→ VOTRE CONSIGNE: Poursuivez, s'il vous plaît, le texte ci-dessous sur la couverture télévisée de l'élection de Donald Trump, à partir de sa dernière phrase.

──────── EXTRAIT CHOISI

Lives (directs) sur les réseaux sociaux, « décryptages » spéciaux, analyse des résultats en direct… Depuis quelques jours, les journalistes ne comptent pas leurs heures sur les chaînes de télévision, dont toute l’attention se porte sur les élections étasuniennes. Sans grande surprise, le retour de Donald Trump à la Maison Blanche ne fait pas l’unanimité et offre l’occasion à la pléthore de chaînes moralisatrices de réchauffer les discours acerbes ou paniqués conservés au congélateur durant quatre ans.
Chasse au Trump en toute saison
Comme l’avait déjà dénoncé l’OJIM, les chaînes américaines comme françaises avaient tout fait au long de la campagne présidentielle pour décrédibiliser Donald Trump en faveur de la candidate démocrate, la télévision publique française faisant succéder les programmes aux titres sans équivoque : « l’émission En Société, intitulée “Trump, la menace fasciste”, était suivie par C Politique, qui proposait le thème “Trump, le nouveau visage du fascisme”. Le 23, cette même chaîne présentait dans C Ce Soir “Trump, un fascisme à l’américaine”, et diffusait trois jours plus tôt en prime time le documentaire d’Antoine Witkin, “Opération Trump : les espions russes à la conquête de l’Amérique”. » Ces efforts bien que considérables n’ont de toute évidence pas permis d’empêcher une nouvelle victoire de l’emblématique businessman américain et de son self-made VP J.D. Vance, dont nous avions analysé le parcours dans un article dédié.

────────────────
──────── DONNÉES FOURNIES

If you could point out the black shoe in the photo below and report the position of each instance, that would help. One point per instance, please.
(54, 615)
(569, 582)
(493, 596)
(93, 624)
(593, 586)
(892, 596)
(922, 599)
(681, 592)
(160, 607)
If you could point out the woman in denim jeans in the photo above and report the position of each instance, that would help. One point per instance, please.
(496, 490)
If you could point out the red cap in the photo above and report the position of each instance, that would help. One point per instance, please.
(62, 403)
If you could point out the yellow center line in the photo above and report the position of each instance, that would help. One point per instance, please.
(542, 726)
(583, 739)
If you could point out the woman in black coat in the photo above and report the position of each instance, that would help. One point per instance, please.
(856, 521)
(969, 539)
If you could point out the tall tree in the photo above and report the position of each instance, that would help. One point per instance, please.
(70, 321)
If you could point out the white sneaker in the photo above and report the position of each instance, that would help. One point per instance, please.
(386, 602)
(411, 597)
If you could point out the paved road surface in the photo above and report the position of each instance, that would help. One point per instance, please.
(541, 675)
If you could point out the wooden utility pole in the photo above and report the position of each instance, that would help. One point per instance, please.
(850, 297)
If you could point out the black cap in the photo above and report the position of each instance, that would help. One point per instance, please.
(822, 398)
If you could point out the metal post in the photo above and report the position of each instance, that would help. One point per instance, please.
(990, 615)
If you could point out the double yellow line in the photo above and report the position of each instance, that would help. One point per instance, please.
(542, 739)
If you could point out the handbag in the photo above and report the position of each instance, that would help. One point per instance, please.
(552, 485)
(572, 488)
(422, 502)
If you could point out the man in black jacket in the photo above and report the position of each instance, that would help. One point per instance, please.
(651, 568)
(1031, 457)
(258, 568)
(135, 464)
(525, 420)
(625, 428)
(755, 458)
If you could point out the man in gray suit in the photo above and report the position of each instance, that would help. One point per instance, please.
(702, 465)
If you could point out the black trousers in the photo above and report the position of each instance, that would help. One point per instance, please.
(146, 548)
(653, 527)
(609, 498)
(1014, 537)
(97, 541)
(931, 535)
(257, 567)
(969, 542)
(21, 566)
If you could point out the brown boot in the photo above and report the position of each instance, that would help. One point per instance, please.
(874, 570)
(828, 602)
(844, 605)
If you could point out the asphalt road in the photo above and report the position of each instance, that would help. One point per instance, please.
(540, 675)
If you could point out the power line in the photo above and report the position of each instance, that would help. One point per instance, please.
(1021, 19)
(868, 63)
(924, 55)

────────────────

→ LA RÉPONSE:
La litanie médiatique a — en toute logique — poursuivi avec une nouvelle ardeur ses élucubrations, alertant tantôt sur une fin prophétique de la démocratie, tantôt sur la menace « fasciste » que représente le nouveau président dont les méthodes ont toujours déstabilisé.
TF1 in love with Kamala
La première chaîne de la TNT, TF1, a montré l’exemple en affichant sans ambages son soutien net à la candidate démocrate au fil de ses divers programmes, intitulés « La story Kamala Harris, un document inédit » sur « le destin de celle qui pourrait devenir la première femme présidente des États-Unis », « la femme qui se dresse face à Donald Trump » ou « Donald Trump — La soif de revanche ». Il y a quelques années déjà, la chaîne narrait « comment Trump a cassé l’Amérique » à travers un « road trip inédit et édifiant de l’Amérique après 4 ans de Donald Trump au pouvoir » au cœur d’une « Amérique plus fracturée que jamais. »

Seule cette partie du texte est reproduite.